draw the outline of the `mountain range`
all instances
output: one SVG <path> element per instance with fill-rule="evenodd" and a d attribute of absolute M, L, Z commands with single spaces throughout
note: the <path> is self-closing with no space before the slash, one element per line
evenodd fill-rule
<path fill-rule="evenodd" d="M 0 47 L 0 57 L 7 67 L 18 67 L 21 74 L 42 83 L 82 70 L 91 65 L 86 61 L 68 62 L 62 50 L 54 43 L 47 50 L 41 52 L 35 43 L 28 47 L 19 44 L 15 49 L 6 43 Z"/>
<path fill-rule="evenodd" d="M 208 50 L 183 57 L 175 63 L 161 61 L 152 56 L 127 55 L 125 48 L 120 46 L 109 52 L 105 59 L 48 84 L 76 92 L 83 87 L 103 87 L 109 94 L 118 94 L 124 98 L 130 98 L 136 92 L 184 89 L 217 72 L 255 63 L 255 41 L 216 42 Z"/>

================

*Task details*. Express every line of the listing above as a JSON list of strings, one string per line, leaving out blank lines.

*Result below*.
[
  "draw the outline of the `mountain range`",
  "all instances",
  "output: one SVG <path> element per instance with fill-rule=\"evenodd\" and a d attribute of absolute M, L, Z commands with single spaces throughout",
  "note: the <path> is self-closing with no space before the slash, one element per line",
  "evenodd fill-rule",
  "<path fill-rule=\"evenodd\" d=\"M 0 47 L 0 57 L 7 67 L 18 67 L 21 74 L 42 83 L 82 70 L 91 65 L 86 61 L 68 62 L 62 50 L 54 43 L 47 50 L 41 52 L 35 43 L 28 47 L 19 44 L 15 49 L 6 43 Z\"/>",
  "<path fill-rule=\"evenodd\" d=\"M 208 50 L 183 57 L 175 63 L 161 61 L 152 56 L 127 55 L 125 48 L 120 46 L 109 52 L 105 59 L 48 84 L 76 92 L 83 87 L 103 87 L 109 94 L 118 94 L 124 98 L 130 98 L 136 92 L 184 89 L 217 72 L 255 63 L 255 41 L 216 42 Z\"/>"
]